◆ 所示段落 ◆

"""

那么,曼为什么将族群屠杀归咎于民主?很大程度上是因为他对“民主”这个概念做了非常广义的解读。在他的书里,不但“自由公正的定期选举”(当代学界对民主的主流定义)被视为“民主”,纳粹的统治和斯大林主义的阶级专政也被归入“民主”范畴;不但选举前后的暴力被视为民主的问题,围绕着“伪选举”甚至还没有来得及发生的选举所发生的暴力也被视为民主的后果。由于现代社会几乎所有国家都借用“民主”的话语建构其合法性并组织某种形式的“选举”,因此某种意义上,几乎所有现代社会的大规模冲突都能与“民主”挂上钩。如此宽泛的定义当然能引出“指哪打哪”的结论,但是过于宽泛的定义也造成对结论信息量的稀释。
仔细阅读,会发现曼所讨论的,与其说是民主化的危机,不如说是现代化的危机。所谓现代化危机,首先是指“国家建构”(state-building)的挑战——各种组织、派系、族群在角逐暴力垄断权过程中爆发的冲突——这一过程几乎不可避免地引发暴力冲突,无论它是否指向民主化。无论是前南斯拉夫地区上世纪90年代的冲突,还是德国19世纪末20世纪初的崛起,或前溯到英国在克伦威尔时期对爱尔兰、苏格兰的征战,或甚至再前溯至中国的春秋战国时期(就其暴力有效垄断程度而言,被福山称为最早的“现代国家”),“国家建构”一般来说总是伴随着血腥暴力,这一点并不以“国家建构”之后到底建立了什么性质的制度为转移。与分封制下的王国、教区、自治城市等“产权模糊”的前现代政治单位相比较而言,现代国家的“排他性”主权观念注定了通向它的道路是一条血雨腥风之路。“率土之滨,莫非王土”,肯定不是举国民众摇着鲜花、铺着红地毯所开拓。

"""

◆ 任务说明 1 ◆
把记录中从含有“sky visible. Provide a box for each.”的那一行起，一直到含有“[3,3,72,27]”的那一行（首尾两行都算在内），整理成两列CSV，列名分别为“输入”和“输出”。每条记录占一行，文字和答案各放在一个带引号的字段里，换行一律改成空格。

◆ 存储数据 ◆
"""

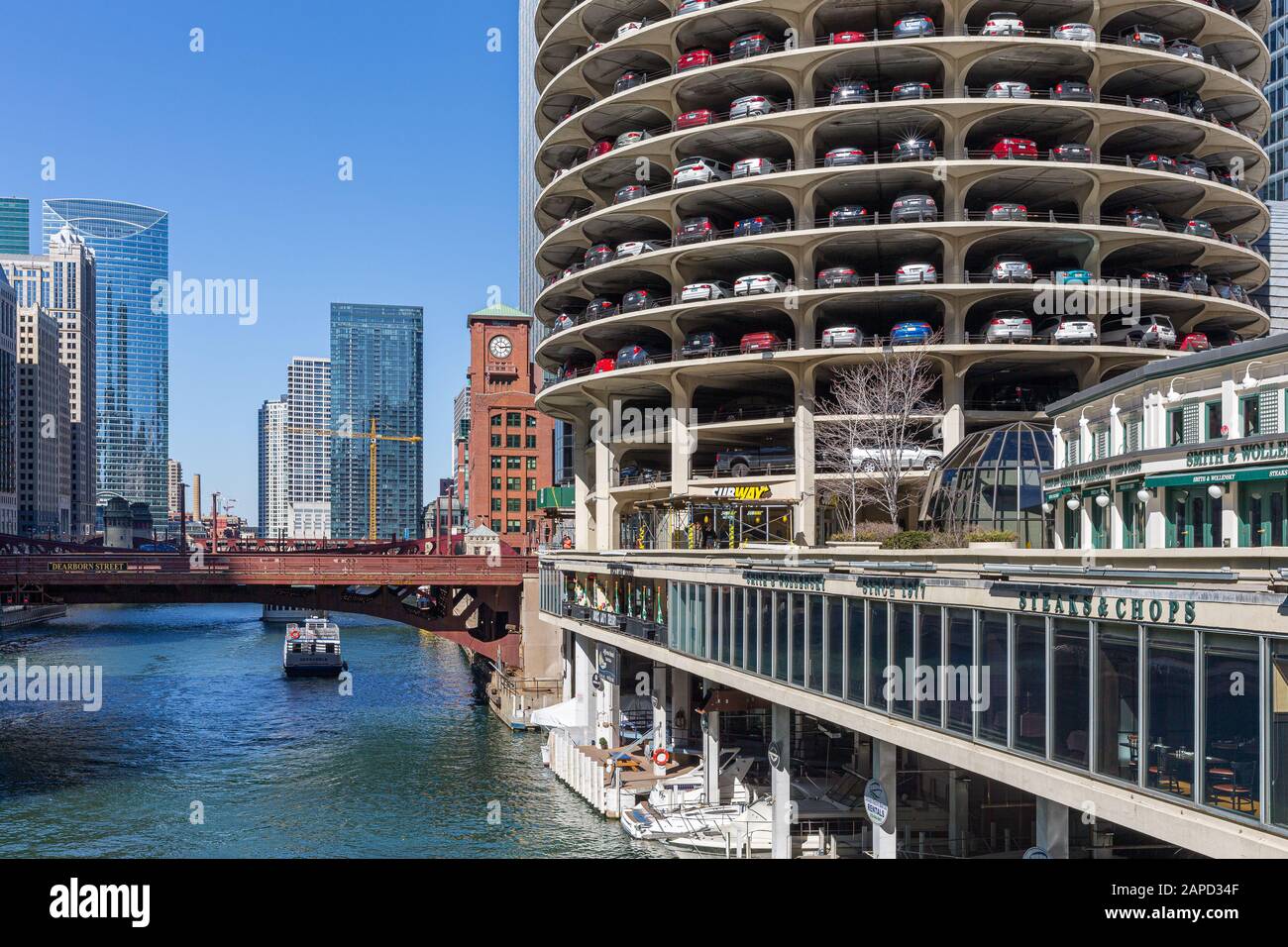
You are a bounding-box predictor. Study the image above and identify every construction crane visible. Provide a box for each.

"""
"""

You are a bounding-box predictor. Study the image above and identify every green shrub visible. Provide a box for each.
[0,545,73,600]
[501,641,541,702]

"""
"""

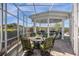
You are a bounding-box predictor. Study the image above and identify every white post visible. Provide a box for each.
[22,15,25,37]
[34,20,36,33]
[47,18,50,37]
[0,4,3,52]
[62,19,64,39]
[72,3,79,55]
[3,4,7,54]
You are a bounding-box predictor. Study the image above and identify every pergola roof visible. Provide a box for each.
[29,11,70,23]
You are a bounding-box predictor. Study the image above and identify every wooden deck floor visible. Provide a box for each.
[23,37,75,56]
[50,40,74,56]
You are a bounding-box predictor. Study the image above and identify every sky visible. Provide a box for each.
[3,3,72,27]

"""

◆ 任务说明 2 ◆
请引用关于民主与族群屠杀的文段，从“那么,曼为什么将族群屠杀归咎”起一直到“摇着鲜花、铺着红地毯所开拓。”为止，一字不改地照录。

◆ 完整输出 1 ◆
输入,输出
"You are a bounding-box predictor. Study the image above and identify every sky visible. Provide a box for each.","[3,3,72,27]"

◆ 完整输出 2 ◆
那么,曼为什么将族群屠杀归咎于民主?很大程度上是因为他对“民主”这个概念做了非常广义的解读。在他的书里,不但“自由公正的定期选举”(当代学界对民主的主流定义)被视为“民主”,纳粹的统治和斯大林主义的阶级专政也被归入“民主”范畴;不但选举前后的暴力被视为民主的问题,围绕着“伪选举”甚至还没有来得及发生的选举所发生的暴力也被视为民主的后果。由于现代社会几乎所有国家都借用“民主”的话语建构其合法性并组织某种形式的“选举”,因此某种意义上,几乎所有现代社会的大规模冲突都能与“民主”挂上钩。如此宽泛的定义当然能引出“指哪打哪”的结论,但是过于宽泛的定义也造成对结论信息量的稀释。
仔细阅读,会发现曼所讨论的,与其说是民主化的危机,不如说是现代化的危机。所谓现代化危机,首先是指“国家建构”(state-building)的挑战——各种组织、派系、族群在角逐暴力垄断权过程中爆发的冲突——这一过程几乎不可避免地引发暴力冲突,无论它是否指向民主化。无论是前南斯拉夫地区上世纪90年代的冲突,还是德国19世纪末20世纪初的崛起,或前溯到英国在克伦威尔时期对爱尔兰、苏格兰的征战,或甚至再前溯至中国的春秋战国时期(就其暴力有效垄断程度而言,被福山称为最早的“现代国家”),“国家建构”一般来说总是伴随着血腥暴力,这一点并不以“国家建构”之后到底建立了什么性质的制度为转移。与分封制下的王国、教区、自治城市等“产权模糊”的前现代政治单位相比较而言,现代国家的“排他性”主权观念注定了通向它的道路是一条血雨腥风之路。“率土之滨,莫非王土”,肯定不是举国民众摇着鲜花、铺着红地毯所开拓。